>> START INPUT ROWS

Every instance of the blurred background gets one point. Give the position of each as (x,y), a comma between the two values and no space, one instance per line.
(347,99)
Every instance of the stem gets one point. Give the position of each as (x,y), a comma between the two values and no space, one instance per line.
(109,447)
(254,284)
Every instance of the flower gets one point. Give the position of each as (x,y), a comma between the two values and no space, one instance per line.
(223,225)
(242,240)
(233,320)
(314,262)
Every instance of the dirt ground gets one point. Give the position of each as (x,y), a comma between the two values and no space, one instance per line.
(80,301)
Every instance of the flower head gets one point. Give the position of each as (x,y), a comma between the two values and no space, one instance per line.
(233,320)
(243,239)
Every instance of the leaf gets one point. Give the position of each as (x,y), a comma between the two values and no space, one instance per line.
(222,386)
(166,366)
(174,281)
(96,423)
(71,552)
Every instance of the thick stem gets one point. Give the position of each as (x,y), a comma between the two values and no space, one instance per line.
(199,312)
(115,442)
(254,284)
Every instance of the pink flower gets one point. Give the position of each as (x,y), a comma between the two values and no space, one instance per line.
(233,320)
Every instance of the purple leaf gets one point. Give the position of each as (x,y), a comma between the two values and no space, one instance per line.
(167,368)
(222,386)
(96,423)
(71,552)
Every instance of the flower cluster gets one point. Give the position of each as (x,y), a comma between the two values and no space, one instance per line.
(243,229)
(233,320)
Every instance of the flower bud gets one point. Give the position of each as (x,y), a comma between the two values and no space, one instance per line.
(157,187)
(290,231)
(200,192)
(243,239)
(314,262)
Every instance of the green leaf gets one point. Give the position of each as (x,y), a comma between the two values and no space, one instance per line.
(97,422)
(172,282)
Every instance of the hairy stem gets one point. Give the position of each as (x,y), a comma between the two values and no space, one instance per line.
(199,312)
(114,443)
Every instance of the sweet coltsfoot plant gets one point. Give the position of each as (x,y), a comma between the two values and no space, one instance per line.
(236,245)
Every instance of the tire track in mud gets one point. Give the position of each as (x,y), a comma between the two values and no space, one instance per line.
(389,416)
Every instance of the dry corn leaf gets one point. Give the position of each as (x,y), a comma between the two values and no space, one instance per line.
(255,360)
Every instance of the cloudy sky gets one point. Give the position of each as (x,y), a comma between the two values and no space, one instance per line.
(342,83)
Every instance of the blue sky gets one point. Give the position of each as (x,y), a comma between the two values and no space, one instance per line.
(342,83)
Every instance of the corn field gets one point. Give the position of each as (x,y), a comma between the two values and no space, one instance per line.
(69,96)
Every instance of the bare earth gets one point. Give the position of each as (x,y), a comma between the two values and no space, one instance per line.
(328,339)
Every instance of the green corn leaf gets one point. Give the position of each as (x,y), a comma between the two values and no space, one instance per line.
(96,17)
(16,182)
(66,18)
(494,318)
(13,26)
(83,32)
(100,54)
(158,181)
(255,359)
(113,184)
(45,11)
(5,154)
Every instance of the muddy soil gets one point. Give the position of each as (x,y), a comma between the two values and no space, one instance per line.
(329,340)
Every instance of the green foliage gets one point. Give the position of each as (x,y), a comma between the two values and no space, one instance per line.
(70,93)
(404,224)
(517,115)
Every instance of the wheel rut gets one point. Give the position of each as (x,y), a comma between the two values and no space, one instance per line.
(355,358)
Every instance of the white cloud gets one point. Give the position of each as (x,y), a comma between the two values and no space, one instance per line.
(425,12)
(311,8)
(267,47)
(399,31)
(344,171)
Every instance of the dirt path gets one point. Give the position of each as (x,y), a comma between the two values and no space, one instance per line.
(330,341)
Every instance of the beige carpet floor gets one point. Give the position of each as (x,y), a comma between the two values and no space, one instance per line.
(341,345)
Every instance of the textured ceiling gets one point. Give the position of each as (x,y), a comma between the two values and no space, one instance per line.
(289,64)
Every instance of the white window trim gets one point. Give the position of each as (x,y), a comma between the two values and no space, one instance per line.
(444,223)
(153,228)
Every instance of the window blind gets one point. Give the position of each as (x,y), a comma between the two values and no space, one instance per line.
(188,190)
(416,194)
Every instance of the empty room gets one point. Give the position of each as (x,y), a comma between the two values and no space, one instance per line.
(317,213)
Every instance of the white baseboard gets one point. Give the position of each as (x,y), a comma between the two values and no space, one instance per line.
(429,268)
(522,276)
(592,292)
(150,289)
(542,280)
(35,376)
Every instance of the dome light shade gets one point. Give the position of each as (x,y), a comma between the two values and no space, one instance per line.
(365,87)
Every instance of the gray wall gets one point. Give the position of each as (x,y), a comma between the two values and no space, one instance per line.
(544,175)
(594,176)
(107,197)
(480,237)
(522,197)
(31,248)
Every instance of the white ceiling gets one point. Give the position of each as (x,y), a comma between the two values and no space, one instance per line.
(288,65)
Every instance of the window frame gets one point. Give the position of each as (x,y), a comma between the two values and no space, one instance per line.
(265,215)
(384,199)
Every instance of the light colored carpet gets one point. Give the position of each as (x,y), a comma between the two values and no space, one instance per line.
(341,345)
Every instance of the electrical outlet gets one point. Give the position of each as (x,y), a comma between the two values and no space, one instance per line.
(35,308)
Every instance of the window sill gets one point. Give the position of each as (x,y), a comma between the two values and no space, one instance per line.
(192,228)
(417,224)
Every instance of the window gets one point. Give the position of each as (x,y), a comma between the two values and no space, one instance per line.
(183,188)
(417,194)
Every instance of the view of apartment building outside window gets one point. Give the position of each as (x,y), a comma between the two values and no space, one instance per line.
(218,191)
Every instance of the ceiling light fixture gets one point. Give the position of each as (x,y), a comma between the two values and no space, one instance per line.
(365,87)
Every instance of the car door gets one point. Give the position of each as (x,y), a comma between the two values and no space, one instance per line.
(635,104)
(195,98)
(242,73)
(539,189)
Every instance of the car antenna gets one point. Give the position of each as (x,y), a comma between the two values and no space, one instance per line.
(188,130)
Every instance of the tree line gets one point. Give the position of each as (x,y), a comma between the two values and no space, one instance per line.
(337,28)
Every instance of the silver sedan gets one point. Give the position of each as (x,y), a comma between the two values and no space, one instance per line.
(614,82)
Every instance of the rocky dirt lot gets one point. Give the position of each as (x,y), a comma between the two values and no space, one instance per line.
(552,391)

>> END INPUT ROWS

### WRITTEN INSTRUCTION
Convert all the lines above into a JSON list of strings, with one string per line and any blank lines omitted.

### TASK SOLUTION
[
  "Every instance of the blurred background gets one point. Give the position of each as (x,y), a comma between the two values and no space, one instance per line.",
  "(347,99)",
  "Every instance of the stem gets one point. Give the position of each as (x,y), a comma between the two values and no space, one instance per line.",
  "(109,447)",
  "(254,284)",
  "Every instance of the flower gets one point. Give the position of each as (x,y), a comma between the two values and no space, one instance per line.",
  "(223,225)",
  "(242,240)",
  "(233,320)",
  "(314,262)",
  "Every instance of the dirt ground gets one point. Give the position of each as (x,y), a comma between the two values and no space, one instance per line.",
  "(80,301)",
  "Every instance of the flower head gets one point. Give the position of each as (x,y), a comma between the two values and no space, one instance per line.",
  "(233,320)",
  "(243,239)",
  "Every instance of the leaf gets one point. Give the position of each as (x,y), a comma between the two values and no space, one instance per line.",
  "(222,386)",
  "(166,366)",
  "(174,281)",
  "(96,423)",
  "(71,552)",
  "Every instance of the thick stem gets one point. Give the position of each as (x,y), a comma between the two values and no space, one instance per line.",
  "(199,312)",
  "(115,442)",
  "(254,284)",
  "Every instance of the pink flower gets one point. Give the position of each as (x,y), a comma between the two values and no space, one instance per line.",
  "(233,320)",
  "Every instance of the purple leaf gets one point. Give the position of each as (x,y), a comma between the two values and no space, one instance per line.",
  "(167,368)",
  "(222,386)",
  "(96,423)",
  "(71,552)",
  "Every instance of the flower cluster gets one point. Give the position of each as (x,y), a comma between the two values and no space, one instance per line.",
  "(243,229)",
  "(233,320)",
  "Every instance of the flower bud gets one point. Give the position of each as (x,y), a comma between the two values and no space, one instance per line.",
  "(157,187)",
  "(290,231)",
  "(200,192)",
  "(243,239)",
  "(314,262)",
  "Every instance of the green leaf gets one point. Give the position of each as (x,y), a comma between the two values and no space, one instance per line.",
  "(97,422)",
  "(172,282)",
  "Every instance of the hairy stem gets one point. Give the position of each as (x,y), a comma between the two values and no space, one instance per line.",
  "(199,312)",
  "(114,443)",
  "Every instance of the sweet coltsfoot plant gets one point. Give the position of each as (x,y), a comma between the two values and no space, one instance per line.",
  "(236,245)",
  "Every instance of the tire track in mud gets one point. Give the position of each as (x,y), a comma between the two values and no space, one instance per line.",
  "(389,416)",
  "Every instance of the dry corn leaf gets one point. Give the position of each as (x,y), a comma between the two values and no space, one instance per line.",
  "(255,360)",
  "Every instance of the cloudy sky gets one point. Give the position of each as (x,y), a comma between the two values and no space, one instance per line.",
  "(342,83)",
  "Every instance of the blue sky gets one point. Give the position of each as (x,y), a comma between the two values and no space, one instance per line.",
  "(342,83)",
  "Every instance of the corn field gets one point. Give the position of each as (x,y), a comma between the two values and no space, one instance per line.",
  "(69,96)",
  "Every instance of the bare earth gets one point. Give the position of each as (x,y), a comma between the two values and no space, one instance per line.",
  "(328,339)",
  "Every instance of the green corn leaf gets one point. Give the position of each as (x,y), a comma between the two values and no space, one instance per line.",
  "(96,17)",
  "(16,182)",
  "(66,18)",
  "(494,318)",
  "(13,26)",
  "(83,32)",
  "(100,54)",
  "(158,181)",
  "(255,359)",
  "(113,184)",
  "(45,11)",
  "(5,154)",
  "Every instance of the muddy soil gets one point. Give the position of each as (x,y), a comma between the two values and no space, one instance per line.",
  "(329,340)",
  "Every instance of the green foliage gets one point. Give the position of each as (x,y), a comma between the two values and no space, one instance per line.",
  "(70,93)",
  "(404,224)",
  "(517,115)",
  "Every instance of the wheel rut gets one point. Give the position of each as (x,y), a comma between the two values and no space, one instance per line.",
  "(355,358)",
  "Every instance of the white cloud gets one point. Give the position of each as (x,y), a comma between the two values and no space, one instance per line.",
  "(425,12)",
  "(311,8)",
  "(267,47)",
  "(399,31)",
  "(344,171)",
  "Every instance of the dirt path gets one point. Give the position of each as (x,y), a comma between the two values and no space, one instance per line.",
  "(330,341)",
  "Every instance of the beige carpet floor gets one point. Give the position of each as (x,y), a comma between the two values and no space, one instance per line.",
  "(341,345)",
  "Every instance of the textured ceiling gets one point. Give the position of each as (x,y), a comma between the two values and no space, one instance per line.",
  "(289,64)",
  "Every instance of the white window trim gets one point. Give the position of each as (x,y), a comma between the two values and no space, one instance per line.",
  "(444,223)",
  "(153,228)",
  "Every instance of the window blind gets one point. Give the position of each as (x,y), a comma between the two values and no space, one instance per line.",
  "(188,190)",
  "(416,194)",
  "Every instance of the empty room gets one point. Give the position of each as (x,y), a comma between the two values and no space, one instance per line.",
  "(317,213)",
  "Every instance of the white baseboard gets one point. Give the position of each as (x,y), a comma between the two values and no space, one instance per line.",
  "(429,268)",
  "(522,276)",
  "(592,292)",
  "(150,289)",
  "(542,280)",
  "(35,376)",
  "Every instance of the dome light shade gets one point. Give the position of each as (x,y), a comma between the two values and no space, one instance per line.",
  "(365,87)",
  "Every instance of the gray wall gets one point. Give the position of each as (x,y), a comma between the two values and no space, one instance per line.",
  "(544,175)",
  "(594,176)",
  "(107,197)",
  "(480,237)",
  "(522,197)",
  "(31,248)",
  "Every instance of the white ceiling gets one point. Give the position of each as (x,y), a comma between the two values and no space, one instance per line.",
  "(288,65)",
  "Every instance of the window frame gets one point. Give the position of each as (x,y), a comma between the two values and no space, one instance per line.",
  "(265,215)",
  "(384,199)",
  "Every instance of the light colored carpet gets one point. Give the position of each as (x,y), a comma between the two values and no space, one instance per line.",
  "(341,345)",
  "Every instance of the electrical outlet gets one point. Give the position of each as (x,y), a comma between the two values and no space, one instance per line.",
  "(35,308)",
  "Every instance of the window sill gets one point. Give the position of each as (x,y), a comma between the two values and no space, one instance per line.",
  "(192,228)",
  "(417,224)",
  "Every instance of the window gets one point. Give the position of each as (x,y), a comma between the two values and no space, one instance per line.",
  "(183,188)",
  "(417,194)",
  "Every instance of the view of apartment building outside window gets one point. Give the position of each as (x,y), a comma between the two values and no space, one instance per line.",
  "(218,191)",
  "Every instance of the ceiling light fixture gets one point. Give the position of each as (x,y), a comma between the two values and no space, one instance per line.",
  "(365,87)",
  "Every instance of the car door gets one point. Give the position of each as (x,y), a comma between the two values and no space, one instance per line.",
  "(635,104)",
  "(195,98)",
  "(242,73)",
  "(539,189)",
  "Every instance of the car antenna gets one point. Give the position of each as (x,y), a comma between the two values and no space, one instance per line.",
  "(188,130)",
  "Every instance of the tree line gets one point. Give the position of each as (x,y), a comma between the two values and no space, one instance per line.",
  "(337,28)",
  "Every instance of the silver sedan gets one point. Give the position of each as (x,y), a comma between the two values and no space, one instance per line.",
  "(614,82)",
  "Every instance of the rocky dirt lot gets one point. Give the position of each as (x,y), a comma between the two values and no space, one instance per line.",
  "(552,391)"
]